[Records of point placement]
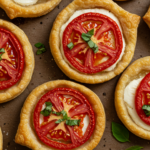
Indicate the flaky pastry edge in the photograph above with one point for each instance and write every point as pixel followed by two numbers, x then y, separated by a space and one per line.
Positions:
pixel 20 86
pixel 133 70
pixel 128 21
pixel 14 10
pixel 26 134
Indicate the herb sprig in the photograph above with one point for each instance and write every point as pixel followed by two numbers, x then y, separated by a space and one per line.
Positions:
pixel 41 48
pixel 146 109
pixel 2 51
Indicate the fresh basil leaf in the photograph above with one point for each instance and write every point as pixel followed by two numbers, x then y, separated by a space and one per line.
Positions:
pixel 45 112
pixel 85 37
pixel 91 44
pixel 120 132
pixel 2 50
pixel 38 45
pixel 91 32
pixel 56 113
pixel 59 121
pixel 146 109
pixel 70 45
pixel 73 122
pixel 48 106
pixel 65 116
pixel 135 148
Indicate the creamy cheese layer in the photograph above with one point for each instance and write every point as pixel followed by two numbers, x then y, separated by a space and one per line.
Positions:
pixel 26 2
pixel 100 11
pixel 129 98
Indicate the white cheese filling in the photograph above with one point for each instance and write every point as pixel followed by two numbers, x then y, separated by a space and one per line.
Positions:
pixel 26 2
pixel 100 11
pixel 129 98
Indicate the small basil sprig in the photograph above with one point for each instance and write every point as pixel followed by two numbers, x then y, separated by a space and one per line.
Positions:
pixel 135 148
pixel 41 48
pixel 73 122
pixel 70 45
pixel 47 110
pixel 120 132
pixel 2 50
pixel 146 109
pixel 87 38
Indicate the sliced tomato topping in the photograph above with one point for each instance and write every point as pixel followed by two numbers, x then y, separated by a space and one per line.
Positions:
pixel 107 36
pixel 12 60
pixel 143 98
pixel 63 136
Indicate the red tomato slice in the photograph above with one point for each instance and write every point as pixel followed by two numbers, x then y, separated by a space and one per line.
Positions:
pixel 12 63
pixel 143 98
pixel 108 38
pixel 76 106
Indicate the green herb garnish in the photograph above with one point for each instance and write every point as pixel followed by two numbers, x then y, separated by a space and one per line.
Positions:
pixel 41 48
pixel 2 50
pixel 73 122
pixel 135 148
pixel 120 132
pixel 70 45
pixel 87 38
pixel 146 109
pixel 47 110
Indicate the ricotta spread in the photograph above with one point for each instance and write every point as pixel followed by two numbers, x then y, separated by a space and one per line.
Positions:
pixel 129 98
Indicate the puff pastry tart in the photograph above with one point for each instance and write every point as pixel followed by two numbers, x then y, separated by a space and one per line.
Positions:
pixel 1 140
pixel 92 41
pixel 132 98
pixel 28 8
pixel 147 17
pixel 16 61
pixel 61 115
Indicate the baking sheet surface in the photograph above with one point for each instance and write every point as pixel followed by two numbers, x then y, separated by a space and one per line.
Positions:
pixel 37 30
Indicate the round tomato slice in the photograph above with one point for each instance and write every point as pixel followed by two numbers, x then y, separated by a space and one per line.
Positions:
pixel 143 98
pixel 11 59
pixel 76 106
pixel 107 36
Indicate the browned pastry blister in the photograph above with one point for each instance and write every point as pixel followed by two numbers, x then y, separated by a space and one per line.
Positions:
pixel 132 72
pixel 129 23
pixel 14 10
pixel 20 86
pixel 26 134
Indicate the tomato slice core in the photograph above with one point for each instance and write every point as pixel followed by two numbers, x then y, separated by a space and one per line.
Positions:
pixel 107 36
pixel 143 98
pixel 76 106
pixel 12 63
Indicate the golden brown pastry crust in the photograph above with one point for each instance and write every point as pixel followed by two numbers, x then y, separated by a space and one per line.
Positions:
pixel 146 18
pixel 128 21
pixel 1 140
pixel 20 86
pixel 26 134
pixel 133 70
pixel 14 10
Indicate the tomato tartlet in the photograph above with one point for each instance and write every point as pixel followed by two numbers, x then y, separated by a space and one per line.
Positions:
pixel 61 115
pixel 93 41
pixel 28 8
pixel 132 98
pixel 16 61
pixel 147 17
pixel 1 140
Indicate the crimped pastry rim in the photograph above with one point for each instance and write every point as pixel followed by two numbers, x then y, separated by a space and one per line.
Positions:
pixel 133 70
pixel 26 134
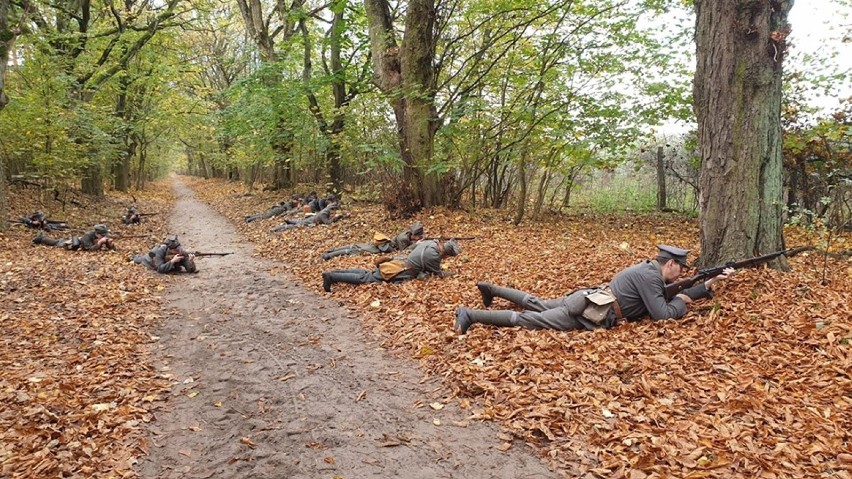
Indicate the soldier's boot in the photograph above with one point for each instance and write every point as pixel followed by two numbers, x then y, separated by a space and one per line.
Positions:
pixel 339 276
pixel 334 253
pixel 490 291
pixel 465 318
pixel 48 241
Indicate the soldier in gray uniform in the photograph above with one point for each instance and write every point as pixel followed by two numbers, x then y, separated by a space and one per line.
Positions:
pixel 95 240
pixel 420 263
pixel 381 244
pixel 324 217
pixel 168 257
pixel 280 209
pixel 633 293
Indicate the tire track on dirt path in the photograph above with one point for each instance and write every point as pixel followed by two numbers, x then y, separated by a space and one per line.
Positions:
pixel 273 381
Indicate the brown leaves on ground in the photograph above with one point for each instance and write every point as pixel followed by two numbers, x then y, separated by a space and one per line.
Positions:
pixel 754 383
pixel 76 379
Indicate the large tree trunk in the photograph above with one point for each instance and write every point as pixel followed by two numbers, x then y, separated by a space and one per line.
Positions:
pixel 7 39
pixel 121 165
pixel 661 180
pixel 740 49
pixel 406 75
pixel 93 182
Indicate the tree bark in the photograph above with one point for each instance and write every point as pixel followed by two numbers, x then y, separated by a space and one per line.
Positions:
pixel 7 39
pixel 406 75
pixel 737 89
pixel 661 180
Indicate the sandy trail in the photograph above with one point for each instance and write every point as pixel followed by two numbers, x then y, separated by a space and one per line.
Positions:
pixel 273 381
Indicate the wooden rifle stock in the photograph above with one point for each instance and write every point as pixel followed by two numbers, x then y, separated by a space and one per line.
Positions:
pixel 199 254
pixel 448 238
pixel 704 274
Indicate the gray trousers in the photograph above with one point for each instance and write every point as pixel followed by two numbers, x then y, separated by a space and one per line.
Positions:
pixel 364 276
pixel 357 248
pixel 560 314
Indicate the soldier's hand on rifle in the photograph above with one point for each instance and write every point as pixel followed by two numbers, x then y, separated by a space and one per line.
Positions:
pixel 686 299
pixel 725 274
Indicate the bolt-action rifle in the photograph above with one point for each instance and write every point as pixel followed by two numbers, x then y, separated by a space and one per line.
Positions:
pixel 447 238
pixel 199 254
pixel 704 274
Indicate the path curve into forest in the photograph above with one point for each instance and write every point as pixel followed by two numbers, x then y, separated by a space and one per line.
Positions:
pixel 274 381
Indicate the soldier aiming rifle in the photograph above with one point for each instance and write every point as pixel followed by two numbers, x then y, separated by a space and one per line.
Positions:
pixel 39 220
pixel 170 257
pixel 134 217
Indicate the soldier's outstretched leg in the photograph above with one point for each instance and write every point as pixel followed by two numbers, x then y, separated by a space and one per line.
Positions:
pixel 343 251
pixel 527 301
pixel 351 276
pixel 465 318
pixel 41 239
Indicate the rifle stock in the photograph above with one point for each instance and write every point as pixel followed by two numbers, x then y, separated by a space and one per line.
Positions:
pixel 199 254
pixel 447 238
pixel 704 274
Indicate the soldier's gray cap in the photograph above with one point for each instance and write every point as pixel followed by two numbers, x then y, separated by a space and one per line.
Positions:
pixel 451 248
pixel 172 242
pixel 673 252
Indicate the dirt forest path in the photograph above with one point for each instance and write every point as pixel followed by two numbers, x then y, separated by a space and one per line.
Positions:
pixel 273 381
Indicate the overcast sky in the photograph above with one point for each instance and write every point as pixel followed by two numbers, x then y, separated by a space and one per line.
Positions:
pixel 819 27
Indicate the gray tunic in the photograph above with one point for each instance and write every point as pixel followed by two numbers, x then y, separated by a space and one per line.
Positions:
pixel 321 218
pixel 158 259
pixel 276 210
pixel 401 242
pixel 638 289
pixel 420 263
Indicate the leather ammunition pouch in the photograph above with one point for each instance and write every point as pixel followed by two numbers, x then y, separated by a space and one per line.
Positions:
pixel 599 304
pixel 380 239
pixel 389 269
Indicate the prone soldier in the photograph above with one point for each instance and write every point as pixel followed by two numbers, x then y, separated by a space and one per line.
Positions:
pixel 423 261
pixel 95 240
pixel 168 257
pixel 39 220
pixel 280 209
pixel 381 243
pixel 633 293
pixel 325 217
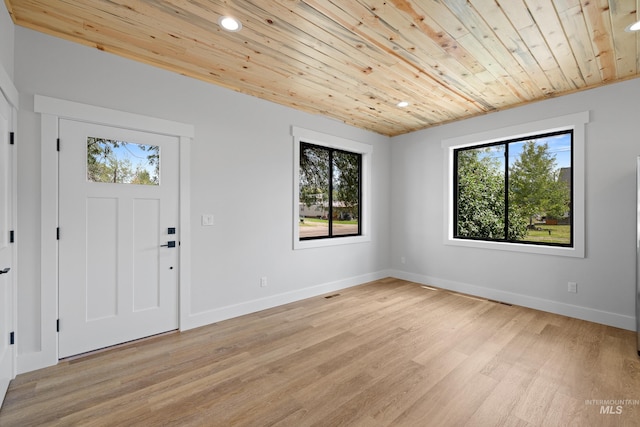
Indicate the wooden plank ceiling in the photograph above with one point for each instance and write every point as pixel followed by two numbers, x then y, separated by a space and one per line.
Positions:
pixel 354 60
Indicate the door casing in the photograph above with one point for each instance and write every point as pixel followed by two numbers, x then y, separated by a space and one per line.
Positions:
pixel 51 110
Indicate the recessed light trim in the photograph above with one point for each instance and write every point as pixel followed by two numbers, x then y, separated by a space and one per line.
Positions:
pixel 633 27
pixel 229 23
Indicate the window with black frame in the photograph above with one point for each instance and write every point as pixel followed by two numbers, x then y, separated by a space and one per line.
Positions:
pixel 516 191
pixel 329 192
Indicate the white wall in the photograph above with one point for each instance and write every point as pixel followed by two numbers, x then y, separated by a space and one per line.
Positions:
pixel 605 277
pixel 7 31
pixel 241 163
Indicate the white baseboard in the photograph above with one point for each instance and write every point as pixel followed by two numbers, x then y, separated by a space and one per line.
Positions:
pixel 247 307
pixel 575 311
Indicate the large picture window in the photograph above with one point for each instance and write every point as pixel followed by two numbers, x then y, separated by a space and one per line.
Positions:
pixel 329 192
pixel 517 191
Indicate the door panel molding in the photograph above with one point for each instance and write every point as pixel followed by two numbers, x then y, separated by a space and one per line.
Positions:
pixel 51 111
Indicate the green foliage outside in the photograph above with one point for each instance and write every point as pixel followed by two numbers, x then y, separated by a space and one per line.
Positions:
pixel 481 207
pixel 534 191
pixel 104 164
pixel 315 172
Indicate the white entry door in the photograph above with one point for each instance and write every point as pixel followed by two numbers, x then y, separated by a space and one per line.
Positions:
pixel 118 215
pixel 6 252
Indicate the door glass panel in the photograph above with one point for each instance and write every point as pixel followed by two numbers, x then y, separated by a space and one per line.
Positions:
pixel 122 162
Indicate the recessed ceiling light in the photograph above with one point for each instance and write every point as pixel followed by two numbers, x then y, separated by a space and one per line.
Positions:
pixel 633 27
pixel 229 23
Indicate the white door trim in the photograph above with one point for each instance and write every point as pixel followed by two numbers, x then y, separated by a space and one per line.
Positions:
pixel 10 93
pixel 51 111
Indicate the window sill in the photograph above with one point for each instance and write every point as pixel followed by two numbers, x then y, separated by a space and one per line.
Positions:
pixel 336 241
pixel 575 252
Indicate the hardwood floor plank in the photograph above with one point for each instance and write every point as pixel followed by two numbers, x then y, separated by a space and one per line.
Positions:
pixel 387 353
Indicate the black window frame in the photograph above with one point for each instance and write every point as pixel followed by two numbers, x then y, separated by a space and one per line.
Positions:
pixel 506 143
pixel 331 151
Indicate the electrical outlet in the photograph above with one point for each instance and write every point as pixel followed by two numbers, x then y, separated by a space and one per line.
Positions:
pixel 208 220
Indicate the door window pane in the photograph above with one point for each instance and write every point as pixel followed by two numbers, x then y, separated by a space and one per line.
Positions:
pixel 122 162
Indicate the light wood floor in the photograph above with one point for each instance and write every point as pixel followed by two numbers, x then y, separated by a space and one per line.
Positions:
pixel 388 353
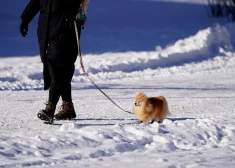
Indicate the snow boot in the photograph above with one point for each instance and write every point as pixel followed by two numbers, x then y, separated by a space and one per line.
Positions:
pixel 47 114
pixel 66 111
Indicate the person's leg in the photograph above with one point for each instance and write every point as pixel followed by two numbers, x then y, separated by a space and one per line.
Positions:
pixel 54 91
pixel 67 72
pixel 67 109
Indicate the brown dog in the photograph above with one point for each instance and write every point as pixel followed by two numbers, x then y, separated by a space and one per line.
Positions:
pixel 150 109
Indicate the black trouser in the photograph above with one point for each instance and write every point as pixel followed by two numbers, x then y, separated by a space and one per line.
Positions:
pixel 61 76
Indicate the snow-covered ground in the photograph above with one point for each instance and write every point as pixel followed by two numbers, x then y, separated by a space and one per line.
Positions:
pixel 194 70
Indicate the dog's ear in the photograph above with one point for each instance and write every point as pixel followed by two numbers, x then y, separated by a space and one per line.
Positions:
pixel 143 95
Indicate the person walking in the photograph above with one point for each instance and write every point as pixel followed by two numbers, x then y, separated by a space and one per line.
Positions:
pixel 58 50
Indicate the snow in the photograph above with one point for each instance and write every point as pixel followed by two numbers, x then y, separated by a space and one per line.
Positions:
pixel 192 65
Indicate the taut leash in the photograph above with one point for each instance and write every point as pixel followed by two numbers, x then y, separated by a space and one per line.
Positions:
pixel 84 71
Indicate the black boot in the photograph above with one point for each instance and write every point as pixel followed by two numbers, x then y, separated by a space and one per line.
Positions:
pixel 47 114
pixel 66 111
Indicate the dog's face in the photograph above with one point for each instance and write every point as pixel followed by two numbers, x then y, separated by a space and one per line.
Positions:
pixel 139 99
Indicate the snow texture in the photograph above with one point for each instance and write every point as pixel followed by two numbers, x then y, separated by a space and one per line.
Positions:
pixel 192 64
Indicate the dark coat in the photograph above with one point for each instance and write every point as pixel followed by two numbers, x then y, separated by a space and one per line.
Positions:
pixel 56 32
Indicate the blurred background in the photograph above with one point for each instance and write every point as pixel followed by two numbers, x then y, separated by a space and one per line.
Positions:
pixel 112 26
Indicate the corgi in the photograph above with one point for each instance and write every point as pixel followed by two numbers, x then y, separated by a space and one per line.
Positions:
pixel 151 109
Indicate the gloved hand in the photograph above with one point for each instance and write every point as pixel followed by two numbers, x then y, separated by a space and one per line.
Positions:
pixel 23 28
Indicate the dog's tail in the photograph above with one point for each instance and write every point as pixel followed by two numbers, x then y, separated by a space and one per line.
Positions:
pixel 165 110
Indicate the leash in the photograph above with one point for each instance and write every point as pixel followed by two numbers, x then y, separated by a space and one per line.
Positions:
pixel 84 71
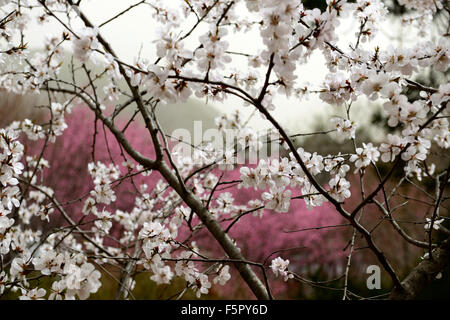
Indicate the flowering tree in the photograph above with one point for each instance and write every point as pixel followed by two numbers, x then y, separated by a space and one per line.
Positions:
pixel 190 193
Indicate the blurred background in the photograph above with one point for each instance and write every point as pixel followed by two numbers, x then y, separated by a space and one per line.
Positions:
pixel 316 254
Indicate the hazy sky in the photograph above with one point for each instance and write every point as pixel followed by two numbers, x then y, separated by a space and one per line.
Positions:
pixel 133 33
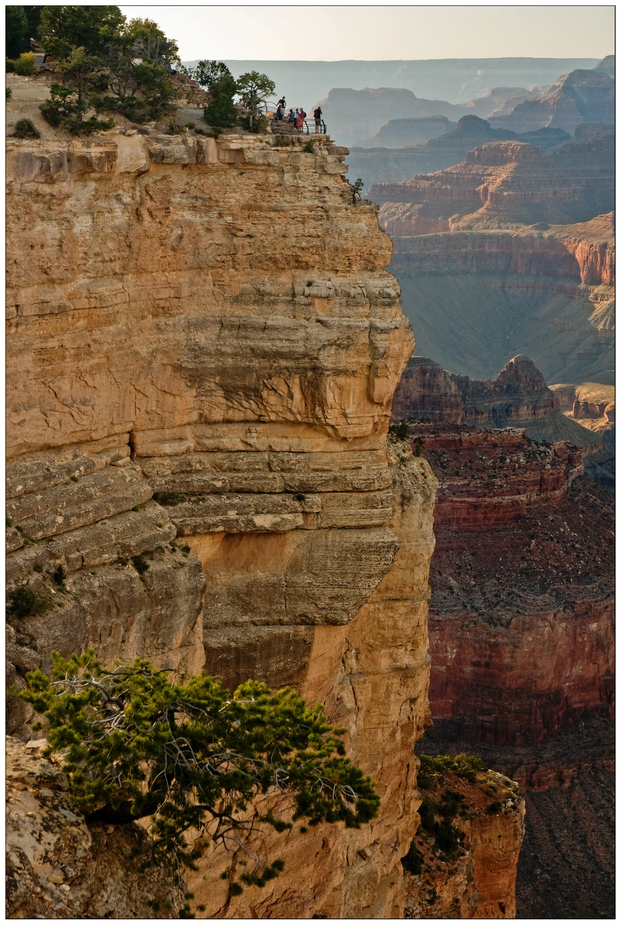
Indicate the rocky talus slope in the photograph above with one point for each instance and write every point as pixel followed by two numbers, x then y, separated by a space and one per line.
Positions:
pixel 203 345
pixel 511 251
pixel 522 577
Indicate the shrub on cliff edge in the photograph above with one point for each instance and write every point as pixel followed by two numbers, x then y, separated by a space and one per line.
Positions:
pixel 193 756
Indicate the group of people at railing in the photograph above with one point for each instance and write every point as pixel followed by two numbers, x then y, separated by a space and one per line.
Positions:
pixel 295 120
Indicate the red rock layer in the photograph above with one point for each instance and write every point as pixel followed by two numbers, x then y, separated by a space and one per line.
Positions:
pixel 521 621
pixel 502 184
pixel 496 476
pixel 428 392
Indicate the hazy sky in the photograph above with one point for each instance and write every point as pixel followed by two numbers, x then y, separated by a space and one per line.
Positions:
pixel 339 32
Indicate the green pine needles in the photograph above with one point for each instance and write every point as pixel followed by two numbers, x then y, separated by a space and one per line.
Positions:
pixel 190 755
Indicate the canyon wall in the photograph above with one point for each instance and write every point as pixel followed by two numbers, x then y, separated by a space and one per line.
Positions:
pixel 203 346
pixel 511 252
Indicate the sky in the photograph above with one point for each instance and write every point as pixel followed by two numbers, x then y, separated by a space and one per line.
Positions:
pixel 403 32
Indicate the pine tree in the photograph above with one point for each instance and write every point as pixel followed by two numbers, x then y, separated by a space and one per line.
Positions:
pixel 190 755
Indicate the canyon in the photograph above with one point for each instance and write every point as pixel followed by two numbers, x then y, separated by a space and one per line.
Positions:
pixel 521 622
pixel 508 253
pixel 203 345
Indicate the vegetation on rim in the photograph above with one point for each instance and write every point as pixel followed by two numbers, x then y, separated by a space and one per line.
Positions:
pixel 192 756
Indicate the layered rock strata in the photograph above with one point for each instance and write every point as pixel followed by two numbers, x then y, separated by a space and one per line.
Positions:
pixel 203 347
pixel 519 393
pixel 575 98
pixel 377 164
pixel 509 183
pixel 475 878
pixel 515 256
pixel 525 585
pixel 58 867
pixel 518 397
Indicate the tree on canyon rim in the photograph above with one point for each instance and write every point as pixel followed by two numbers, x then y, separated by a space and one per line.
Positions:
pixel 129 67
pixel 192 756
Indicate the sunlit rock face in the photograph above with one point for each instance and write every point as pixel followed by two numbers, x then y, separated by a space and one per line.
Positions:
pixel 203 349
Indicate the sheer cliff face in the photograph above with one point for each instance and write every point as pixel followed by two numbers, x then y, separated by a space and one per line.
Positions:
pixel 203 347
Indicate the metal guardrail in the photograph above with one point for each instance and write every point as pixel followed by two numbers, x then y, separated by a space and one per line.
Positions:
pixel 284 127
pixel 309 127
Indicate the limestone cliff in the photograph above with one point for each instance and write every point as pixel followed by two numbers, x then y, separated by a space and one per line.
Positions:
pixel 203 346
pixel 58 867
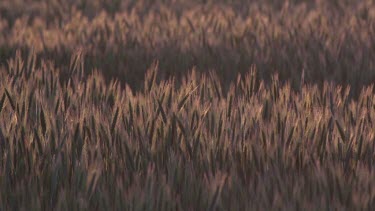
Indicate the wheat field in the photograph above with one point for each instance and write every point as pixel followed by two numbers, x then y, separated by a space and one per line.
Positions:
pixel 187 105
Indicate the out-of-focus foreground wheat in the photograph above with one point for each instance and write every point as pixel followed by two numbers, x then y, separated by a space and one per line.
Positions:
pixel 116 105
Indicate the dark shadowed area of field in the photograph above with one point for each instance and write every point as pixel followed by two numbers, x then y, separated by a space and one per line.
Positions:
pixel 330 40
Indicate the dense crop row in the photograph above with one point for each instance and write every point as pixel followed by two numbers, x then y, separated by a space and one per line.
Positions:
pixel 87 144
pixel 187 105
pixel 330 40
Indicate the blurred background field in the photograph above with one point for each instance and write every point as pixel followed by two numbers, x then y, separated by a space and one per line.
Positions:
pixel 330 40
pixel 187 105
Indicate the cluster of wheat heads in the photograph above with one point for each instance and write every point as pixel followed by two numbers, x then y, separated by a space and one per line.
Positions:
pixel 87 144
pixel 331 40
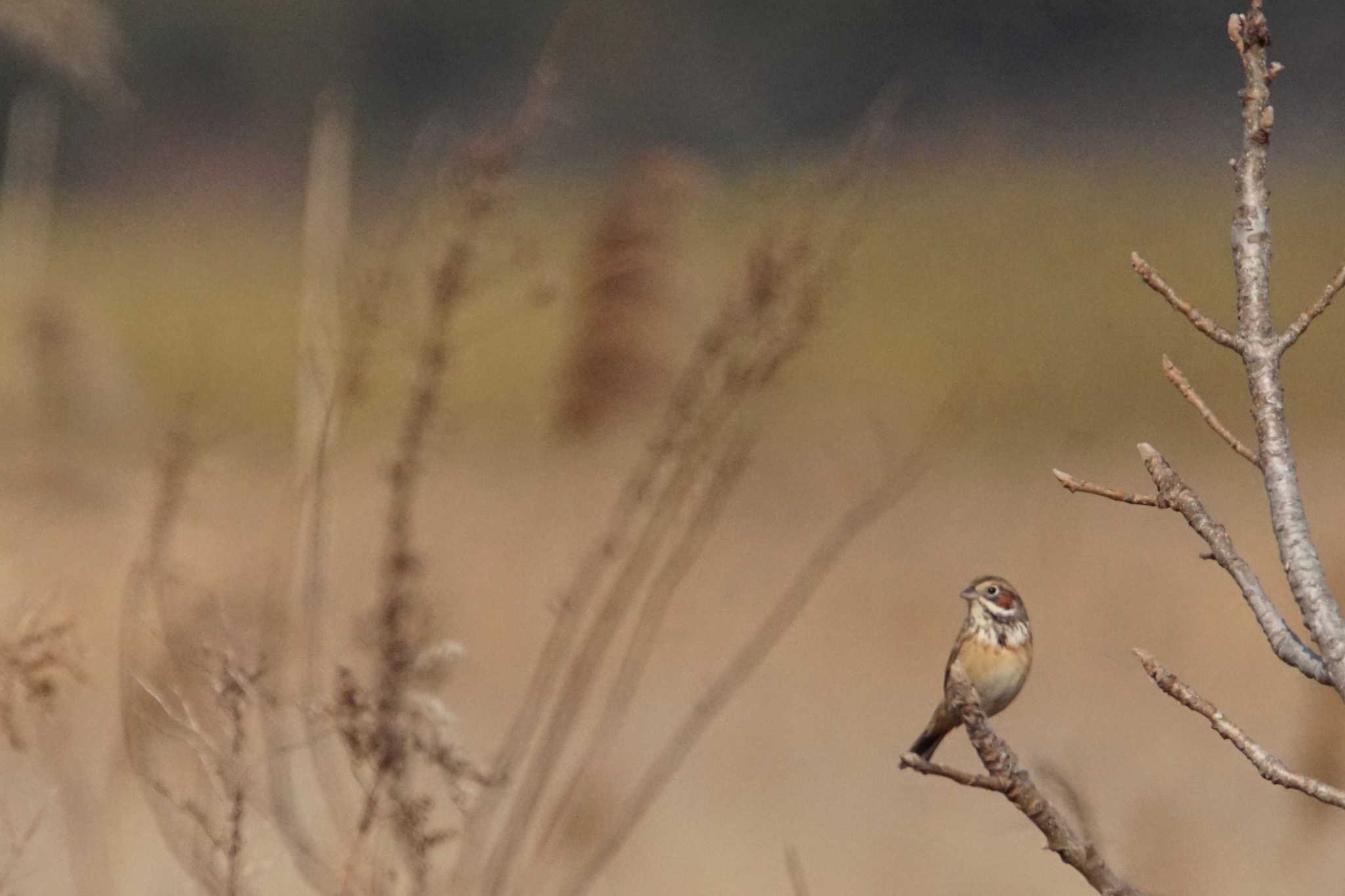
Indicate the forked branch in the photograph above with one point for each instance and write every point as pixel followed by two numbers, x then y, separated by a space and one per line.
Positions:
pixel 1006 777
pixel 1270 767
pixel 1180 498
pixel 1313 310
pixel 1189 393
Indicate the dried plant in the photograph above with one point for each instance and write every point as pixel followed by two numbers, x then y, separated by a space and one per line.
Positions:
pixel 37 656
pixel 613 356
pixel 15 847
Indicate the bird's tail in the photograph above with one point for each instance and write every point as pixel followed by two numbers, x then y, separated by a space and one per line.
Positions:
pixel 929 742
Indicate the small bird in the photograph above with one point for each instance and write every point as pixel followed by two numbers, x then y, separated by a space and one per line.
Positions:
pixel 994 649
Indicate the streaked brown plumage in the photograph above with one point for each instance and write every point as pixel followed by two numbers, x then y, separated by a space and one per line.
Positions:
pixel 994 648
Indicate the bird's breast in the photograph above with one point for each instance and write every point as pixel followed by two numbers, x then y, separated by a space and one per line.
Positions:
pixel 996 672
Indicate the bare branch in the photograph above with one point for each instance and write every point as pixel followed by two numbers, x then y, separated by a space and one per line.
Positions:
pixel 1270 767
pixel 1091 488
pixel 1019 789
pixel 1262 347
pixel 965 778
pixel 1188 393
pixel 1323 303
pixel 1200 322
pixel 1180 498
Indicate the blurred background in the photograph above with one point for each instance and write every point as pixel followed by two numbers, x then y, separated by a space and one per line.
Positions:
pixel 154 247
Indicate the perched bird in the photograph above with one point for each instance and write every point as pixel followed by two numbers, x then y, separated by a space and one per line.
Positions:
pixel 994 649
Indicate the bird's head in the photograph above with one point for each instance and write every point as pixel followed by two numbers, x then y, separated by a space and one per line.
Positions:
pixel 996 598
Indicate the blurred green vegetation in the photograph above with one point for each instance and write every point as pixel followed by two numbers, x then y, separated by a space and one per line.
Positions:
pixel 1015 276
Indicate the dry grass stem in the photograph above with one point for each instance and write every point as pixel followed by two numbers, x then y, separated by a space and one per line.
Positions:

## Task description
Copy the material above word for word, from the line containing "Indicate the door panel" through the line containing "pixel 6 252", with both of those lines included.

## Result for this task
Indicate the door panel molding in the photograph above with one point for each instance and write every point as pixel followed by two numbers, x then y, separated by a space and one per line.
Positions:
pixel 51 111
Indicate the green foliage outside in the photograph above with one point for each instance and write every point as pixel followed by two numbers, x then y, separated by a space and one per line.
Positions:
pixel 481 207
pixel 534 191
pixel 104 164
pixel 315 172
Indicate the white entry door in the photograph above with one point for each instance and write every point as pixel followed by two numbers, x then y, separated by a space and one per line.
Positions:
pixel 118 215
pixel 6 252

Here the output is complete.